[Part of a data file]

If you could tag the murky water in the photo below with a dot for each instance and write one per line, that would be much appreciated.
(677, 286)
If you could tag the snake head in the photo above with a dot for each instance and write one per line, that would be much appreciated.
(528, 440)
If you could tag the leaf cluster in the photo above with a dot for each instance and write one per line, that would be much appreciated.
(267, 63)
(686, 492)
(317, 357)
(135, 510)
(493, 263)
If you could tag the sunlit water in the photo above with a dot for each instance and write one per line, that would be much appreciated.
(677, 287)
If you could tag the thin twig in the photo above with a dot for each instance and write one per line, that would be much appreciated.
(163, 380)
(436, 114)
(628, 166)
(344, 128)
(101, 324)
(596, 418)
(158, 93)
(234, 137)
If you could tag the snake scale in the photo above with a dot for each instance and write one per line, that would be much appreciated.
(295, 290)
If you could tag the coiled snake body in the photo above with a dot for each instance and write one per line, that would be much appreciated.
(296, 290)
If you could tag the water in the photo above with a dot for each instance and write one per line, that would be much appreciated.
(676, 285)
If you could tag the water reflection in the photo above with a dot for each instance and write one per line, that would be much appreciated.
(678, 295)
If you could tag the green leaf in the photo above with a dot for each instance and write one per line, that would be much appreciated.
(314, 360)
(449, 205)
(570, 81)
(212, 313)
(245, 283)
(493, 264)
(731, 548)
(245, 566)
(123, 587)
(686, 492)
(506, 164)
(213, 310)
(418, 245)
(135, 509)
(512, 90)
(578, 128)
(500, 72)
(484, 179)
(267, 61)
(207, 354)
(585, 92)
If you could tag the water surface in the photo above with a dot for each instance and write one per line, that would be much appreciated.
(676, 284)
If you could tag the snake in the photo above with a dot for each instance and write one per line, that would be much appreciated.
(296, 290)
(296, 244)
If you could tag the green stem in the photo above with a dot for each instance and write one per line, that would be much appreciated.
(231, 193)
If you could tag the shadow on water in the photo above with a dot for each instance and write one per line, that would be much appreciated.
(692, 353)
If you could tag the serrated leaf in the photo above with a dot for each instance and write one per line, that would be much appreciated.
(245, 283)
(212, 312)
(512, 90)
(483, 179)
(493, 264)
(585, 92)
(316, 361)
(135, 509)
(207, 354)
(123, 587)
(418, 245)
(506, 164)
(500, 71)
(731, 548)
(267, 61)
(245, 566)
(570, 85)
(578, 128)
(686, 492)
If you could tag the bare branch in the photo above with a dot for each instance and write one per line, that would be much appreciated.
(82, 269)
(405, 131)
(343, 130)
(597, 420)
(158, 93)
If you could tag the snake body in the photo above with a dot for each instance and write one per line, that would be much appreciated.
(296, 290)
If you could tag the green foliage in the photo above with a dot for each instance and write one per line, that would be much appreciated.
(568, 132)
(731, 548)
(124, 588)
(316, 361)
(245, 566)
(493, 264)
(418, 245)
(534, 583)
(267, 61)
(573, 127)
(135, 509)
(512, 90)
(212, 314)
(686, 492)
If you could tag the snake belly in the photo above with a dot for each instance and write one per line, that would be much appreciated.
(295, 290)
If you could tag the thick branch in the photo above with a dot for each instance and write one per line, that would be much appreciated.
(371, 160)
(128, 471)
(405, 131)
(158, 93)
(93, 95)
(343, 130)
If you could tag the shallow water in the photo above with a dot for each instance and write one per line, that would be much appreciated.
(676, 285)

▸ Do this
Reproduce the items from the line that contains "If you could tag the shadow" through the end of the items, keeping each request line unchanged. Scale every point coordinate by 2.05 and round to the nearest whole number, rounding halves up.

▸ Written response
If you could tag the shadow on water in the photo above with a dot for each instance and write one per line, that would be much appreciated.
(1419, 724)
If you could tag the serrated leaf in the photo above with a dot for each instance and write one per line, that would be much appreciated.
(502, 580)
(435, 640)
(1050, 185)
(990, 367)
(1011, 541)
(1199, 189)
(648, 740)
(277, 1043)
(424, 726)
(252, 1203)
(857, 502)
(1037, 336)
(1025, 146)
(1499, 1123)
(547, 125)
(502, 1160)
(1169, 174)
(1185, 262)
(1406, 1009)
If you could tag the bare branch in the photo above with a dot for each instance and write one per line, that would be much appreciated.
(168, 551)
(830, 269)
(703, 267)
(1224, 861)
(324, 191)
If you could tag the snake body in the photo above with a dot for each instance and write one per line, that would be much appreciated.
(607, 595)
If you could tag the green foliage in the photo above with a dot for each instance and write one per line, that would be much appreciated.
(1164, 271)
(1499, 1123)
(254, 1205)
(648, 740)
(502, 1160)
(1011, 541)
(857, 502)
(1095, 1195)
(547, 125)
(1175, 260)
(277, 1043)
(1050, 185)
(435, 644)
(1406, 1009)
If you could tag the snake belly in the photo above with a dot for each instance and write one per line, that would be much appreciated.
(605, 595)
If you could tag the thick branch in the photo above with a dot for each instance and write one per line, that would be much appreciated.
(761, 328)
(262, 966)
(830, 269)
(324, 191)
(191, 195)
(703, 267)
If you could tag the shallow water in the photo above with a dot for each instance and write one per line, that would be much appreciated.
(1386, 584)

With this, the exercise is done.